TASK ITEM: Everything below from the line with "Please indicate the man in pink" to the last line, both included, is to be written out exactly, with nothing added.

DATASET:
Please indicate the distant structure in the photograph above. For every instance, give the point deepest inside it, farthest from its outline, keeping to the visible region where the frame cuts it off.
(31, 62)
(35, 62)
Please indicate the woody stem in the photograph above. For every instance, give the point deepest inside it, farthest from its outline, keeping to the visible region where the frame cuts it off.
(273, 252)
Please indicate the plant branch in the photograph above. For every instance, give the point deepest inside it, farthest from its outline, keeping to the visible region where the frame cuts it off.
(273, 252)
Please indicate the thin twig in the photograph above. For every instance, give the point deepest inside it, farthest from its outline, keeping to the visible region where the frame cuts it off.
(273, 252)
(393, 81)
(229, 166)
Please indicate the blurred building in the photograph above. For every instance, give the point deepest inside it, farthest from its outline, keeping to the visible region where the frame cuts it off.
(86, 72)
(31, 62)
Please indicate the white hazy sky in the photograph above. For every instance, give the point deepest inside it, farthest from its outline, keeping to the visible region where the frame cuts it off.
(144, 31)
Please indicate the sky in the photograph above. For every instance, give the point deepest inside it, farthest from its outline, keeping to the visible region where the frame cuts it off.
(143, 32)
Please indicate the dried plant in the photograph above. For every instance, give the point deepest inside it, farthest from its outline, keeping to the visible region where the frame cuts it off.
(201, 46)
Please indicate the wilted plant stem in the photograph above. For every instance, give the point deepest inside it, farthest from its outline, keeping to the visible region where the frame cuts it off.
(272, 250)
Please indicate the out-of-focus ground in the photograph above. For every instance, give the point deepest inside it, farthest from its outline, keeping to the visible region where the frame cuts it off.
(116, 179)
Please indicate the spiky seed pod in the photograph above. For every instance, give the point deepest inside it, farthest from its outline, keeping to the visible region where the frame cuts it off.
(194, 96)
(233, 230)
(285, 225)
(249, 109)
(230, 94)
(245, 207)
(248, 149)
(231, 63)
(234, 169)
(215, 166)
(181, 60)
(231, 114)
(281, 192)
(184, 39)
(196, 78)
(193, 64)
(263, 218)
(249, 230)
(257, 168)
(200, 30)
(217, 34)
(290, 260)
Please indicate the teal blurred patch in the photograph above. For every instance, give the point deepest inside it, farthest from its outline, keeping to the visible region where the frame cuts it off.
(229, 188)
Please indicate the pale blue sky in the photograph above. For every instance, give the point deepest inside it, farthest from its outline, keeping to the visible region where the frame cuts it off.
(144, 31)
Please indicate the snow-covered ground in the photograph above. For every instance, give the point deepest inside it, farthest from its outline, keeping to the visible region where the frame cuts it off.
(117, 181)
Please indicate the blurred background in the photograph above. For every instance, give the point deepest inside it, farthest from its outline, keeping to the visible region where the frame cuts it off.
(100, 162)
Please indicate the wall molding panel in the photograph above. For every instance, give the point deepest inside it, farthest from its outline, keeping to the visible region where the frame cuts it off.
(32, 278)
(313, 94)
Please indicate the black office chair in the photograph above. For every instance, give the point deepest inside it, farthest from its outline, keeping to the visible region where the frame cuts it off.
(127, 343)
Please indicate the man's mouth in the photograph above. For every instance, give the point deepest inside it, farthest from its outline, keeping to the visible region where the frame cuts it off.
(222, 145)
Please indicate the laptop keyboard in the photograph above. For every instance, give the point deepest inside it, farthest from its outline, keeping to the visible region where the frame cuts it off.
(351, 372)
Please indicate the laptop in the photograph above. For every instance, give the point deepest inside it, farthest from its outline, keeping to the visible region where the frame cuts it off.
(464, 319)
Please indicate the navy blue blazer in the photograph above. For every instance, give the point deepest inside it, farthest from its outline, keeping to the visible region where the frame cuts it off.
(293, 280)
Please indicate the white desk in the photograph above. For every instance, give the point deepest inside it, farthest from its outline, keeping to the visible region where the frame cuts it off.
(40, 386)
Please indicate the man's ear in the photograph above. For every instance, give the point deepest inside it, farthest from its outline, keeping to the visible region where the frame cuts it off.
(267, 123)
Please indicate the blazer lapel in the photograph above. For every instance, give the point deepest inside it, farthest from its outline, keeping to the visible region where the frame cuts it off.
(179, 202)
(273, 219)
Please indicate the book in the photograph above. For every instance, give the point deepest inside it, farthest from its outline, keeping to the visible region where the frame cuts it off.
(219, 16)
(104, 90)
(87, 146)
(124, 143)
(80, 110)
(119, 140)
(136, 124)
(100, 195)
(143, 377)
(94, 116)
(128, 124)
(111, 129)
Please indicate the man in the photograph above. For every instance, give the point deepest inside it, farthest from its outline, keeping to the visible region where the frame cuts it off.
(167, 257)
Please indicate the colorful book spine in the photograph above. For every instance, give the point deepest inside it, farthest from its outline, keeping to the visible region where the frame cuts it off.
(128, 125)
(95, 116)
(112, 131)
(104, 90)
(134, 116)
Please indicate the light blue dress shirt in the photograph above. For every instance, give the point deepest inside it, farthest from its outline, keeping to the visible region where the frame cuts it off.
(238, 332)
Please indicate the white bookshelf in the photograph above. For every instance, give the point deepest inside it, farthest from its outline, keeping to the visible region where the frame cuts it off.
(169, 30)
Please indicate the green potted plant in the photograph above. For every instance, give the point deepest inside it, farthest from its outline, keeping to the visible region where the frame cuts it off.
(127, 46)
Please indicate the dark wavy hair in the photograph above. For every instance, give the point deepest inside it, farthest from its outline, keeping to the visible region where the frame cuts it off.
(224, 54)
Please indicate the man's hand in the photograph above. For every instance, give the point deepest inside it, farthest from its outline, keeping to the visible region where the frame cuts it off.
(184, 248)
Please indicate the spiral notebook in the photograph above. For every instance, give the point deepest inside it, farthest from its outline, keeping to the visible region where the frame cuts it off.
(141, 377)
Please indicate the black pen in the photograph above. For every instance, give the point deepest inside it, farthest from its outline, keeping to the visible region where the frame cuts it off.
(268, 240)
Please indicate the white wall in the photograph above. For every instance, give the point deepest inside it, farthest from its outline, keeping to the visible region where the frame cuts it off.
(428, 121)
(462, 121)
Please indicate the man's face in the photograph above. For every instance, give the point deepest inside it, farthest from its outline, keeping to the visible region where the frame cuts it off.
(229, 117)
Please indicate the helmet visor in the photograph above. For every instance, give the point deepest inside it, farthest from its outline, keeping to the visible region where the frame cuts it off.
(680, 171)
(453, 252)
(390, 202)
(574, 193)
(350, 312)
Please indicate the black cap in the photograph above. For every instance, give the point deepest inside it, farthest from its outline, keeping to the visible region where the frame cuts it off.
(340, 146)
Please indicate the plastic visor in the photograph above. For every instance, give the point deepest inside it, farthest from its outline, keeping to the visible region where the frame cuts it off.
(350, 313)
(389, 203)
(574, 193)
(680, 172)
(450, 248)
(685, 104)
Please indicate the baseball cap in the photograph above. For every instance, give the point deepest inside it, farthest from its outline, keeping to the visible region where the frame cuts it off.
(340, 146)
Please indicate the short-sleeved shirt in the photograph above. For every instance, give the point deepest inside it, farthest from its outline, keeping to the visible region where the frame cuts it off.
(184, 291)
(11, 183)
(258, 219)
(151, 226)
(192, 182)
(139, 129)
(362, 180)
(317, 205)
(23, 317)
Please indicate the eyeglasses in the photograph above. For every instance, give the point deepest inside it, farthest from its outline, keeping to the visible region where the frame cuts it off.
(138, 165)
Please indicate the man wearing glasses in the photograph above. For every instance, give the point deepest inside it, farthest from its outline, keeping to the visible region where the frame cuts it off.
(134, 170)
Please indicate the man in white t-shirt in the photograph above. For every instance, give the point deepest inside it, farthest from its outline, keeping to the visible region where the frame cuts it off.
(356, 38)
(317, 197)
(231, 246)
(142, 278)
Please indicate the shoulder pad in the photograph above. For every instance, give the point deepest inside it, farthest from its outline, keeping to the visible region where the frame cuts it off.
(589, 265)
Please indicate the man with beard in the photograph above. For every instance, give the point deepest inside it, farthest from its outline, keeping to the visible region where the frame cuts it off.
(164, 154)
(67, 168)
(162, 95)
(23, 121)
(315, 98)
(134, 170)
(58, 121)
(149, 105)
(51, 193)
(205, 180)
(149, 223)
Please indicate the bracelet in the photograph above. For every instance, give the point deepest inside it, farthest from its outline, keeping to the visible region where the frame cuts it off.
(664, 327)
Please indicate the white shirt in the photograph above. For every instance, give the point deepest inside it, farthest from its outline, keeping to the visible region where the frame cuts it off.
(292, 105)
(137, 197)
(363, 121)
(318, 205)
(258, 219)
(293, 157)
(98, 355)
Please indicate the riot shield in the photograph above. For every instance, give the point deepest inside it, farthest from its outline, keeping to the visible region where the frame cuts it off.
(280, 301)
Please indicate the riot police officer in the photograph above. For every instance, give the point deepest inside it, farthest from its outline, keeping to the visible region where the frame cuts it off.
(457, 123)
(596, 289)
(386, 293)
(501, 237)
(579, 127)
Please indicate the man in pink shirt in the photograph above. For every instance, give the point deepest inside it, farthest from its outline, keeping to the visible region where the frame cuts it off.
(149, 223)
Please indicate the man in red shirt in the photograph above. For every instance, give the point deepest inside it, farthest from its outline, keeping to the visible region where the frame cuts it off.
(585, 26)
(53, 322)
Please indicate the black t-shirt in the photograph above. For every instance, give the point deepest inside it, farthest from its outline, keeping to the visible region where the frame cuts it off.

EXERCISE OUTPUT:
Please indicate the man in pink shirt in the photograph above. For every instance, give the point deepest inside it, farthest from its outline, keeping to the visible region where the frame cuts it off.
(149, 223)
Please indicate the man in red shirt in the photograph above. For every instance, give the point deepest inside it, farthest from its outline, keeping to the visible region where the frame cuts it off.
(585, 26)
(53, 322)
Please indicate the black t-shirt in the photograph above. For every instance, give the point deepest inside it, farthest from its outline, keeping to the visible region where the frame cuts it off.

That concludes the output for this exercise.